Stated exercise →
Extract every line of the material below that contains the string "water".

#####

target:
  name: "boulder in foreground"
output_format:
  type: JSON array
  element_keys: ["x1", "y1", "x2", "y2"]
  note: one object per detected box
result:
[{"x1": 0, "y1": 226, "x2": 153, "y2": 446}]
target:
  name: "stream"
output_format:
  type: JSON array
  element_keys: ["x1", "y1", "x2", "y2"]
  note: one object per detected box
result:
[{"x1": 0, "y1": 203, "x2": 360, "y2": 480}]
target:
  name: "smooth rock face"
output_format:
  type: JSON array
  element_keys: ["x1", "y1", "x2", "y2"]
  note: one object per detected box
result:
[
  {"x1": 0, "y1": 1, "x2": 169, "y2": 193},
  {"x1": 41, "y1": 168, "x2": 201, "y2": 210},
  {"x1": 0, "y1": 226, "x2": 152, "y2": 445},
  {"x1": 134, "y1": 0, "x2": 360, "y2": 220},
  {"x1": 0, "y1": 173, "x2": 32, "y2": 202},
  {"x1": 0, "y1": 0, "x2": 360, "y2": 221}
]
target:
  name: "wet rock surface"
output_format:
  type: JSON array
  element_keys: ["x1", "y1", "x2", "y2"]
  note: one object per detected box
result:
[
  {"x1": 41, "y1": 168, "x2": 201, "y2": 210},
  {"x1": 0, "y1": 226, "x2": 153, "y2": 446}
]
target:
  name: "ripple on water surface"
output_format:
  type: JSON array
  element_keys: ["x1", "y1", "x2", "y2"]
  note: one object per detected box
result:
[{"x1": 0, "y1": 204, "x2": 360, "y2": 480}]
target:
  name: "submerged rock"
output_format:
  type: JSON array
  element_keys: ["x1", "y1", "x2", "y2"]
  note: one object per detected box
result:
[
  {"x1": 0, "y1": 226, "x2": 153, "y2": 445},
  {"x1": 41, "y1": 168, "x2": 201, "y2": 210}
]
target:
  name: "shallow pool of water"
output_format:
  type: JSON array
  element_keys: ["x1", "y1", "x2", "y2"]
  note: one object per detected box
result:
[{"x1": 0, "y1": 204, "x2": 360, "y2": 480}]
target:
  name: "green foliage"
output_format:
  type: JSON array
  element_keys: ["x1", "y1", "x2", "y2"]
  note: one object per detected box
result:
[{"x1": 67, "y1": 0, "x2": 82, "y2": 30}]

#####

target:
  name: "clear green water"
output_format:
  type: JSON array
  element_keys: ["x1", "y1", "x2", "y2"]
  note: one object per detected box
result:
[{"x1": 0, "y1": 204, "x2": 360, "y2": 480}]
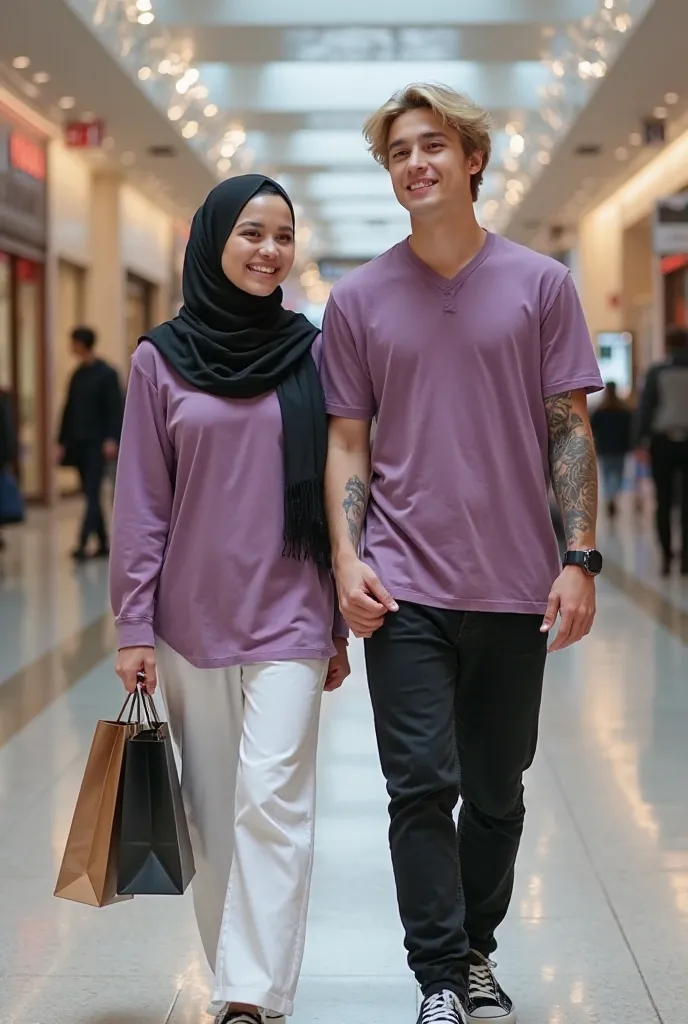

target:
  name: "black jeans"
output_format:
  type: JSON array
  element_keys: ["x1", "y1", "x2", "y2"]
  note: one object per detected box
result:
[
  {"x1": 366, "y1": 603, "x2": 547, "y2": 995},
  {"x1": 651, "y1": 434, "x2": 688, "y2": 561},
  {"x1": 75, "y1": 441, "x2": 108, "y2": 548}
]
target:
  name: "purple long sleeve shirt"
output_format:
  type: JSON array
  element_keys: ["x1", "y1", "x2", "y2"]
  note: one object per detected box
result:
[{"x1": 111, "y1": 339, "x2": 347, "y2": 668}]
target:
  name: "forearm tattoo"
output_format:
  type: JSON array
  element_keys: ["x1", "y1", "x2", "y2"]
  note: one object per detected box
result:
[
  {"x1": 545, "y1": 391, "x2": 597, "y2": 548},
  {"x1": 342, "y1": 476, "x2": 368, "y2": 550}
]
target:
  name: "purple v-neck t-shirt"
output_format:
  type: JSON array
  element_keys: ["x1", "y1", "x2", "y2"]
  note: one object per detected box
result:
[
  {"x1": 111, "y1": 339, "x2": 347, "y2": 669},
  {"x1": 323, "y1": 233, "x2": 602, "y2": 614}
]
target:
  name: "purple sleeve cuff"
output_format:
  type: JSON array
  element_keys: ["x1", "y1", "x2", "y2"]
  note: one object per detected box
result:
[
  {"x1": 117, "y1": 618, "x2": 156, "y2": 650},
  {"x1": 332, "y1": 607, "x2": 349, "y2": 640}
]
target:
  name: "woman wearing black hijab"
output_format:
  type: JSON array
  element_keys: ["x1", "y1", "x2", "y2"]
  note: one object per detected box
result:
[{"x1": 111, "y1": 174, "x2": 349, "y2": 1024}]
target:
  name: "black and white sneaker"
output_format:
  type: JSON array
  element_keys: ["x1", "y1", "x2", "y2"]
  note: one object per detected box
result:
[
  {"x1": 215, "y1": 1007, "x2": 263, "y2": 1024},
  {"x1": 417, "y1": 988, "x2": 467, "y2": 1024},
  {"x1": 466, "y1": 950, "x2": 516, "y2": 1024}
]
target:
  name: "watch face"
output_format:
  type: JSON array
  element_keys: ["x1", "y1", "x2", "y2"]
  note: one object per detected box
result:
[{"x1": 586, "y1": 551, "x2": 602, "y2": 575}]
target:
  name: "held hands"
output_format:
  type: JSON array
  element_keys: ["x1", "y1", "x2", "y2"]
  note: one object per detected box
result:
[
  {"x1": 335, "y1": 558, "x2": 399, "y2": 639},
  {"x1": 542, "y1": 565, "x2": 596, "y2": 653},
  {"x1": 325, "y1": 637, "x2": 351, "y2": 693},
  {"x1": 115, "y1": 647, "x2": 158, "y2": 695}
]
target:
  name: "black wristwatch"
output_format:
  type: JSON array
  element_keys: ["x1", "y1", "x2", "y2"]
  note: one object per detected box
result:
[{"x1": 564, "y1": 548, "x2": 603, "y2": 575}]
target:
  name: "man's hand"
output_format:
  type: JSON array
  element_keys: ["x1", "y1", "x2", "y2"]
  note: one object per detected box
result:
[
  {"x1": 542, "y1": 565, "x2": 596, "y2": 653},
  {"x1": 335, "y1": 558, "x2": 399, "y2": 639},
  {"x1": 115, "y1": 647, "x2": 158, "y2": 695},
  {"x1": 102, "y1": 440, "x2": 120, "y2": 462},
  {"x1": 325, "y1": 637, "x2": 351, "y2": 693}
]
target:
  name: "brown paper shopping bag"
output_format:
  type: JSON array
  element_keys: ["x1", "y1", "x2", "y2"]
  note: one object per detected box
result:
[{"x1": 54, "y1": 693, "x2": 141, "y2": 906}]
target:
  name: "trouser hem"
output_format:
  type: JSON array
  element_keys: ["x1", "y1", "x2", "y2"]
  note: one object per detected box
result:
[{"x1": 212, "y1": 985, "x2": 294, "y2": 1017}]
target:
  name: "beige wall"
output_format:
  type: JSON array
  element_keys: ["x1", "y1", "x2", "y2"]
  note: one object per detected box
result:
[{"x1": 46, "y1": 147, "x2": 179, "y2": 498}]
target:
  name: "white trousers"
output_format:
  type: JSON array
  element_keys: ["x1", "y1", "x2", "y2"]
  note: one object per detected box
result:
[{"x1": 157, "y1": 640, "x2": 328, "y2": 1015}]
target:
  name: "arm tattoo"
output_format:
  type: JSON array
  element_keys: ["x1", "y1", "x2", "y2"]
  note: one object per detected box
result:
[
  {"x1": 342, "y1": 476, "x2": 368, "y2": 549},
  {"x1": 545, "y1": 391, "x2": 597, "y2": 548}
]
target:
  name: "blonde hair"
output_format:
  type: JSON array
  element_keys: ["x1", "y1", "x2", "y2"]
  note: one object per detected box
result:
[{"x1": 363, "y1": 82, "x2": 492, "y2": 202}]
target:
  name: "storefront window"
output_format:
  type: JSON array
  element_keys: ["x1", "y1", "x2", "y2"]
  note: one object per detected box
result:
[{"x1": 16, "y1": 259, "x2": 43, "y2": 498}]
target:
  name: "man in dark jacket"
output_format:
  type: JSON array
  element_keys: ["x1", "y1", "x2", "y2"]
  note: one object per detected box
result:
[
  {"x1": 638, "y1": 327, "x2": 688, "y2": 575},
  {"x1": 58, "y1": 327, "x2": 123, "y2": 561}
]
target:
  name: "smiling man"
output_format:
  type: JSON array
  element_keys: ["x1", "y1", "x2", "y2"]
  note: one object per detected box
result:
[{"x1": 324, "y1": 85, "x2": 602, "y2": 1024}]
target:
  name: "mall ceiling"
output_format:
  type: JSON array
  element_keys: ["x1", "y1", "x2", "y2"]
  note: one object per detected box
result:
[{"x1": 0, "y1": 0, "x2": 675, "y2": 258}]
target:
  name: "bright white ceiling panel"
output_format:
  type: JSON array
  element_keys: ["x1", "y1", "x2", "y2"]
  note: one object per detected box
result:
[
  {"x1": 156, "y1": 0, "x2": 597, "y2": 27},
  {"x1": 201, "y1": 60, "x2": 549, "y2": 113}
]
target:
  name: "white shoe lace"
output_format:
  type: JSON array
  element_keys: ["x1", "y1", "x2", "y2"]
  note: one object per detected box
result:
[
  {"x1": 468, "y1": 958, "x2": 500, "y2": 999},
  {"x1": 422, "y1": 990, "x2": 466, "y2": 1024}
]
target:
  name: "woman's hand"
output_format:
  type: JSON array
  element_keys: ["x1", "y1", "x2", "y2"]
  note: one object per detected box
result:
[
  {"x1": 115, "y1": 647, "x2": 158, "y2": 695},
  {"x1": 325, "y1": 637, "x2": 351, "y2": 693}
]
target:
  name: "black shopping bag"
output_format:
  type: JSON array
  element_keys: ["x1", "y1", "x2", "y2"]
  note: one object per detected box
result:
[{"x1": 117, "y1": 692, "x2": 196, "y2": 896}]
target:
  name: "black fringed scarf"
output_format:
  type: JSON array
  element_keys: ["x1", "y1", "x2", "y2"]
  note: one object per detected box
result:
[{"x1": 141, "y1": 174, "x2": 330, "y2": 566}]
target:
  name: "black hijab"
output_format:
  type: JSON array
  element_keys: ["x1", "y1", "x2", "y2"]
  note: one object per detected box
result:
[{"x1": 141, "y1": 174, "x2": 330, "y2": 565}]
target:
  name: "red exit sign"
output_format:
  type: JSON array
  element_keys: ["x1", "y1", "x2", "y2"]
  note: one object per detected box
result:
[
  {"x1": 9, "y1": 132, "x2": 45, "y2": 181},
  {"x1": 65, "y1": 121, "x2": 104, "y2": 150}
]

#####

Worked solution →
  name: "ripple on water surface"
  name: "shallow pool of water"
  name: "clear green water"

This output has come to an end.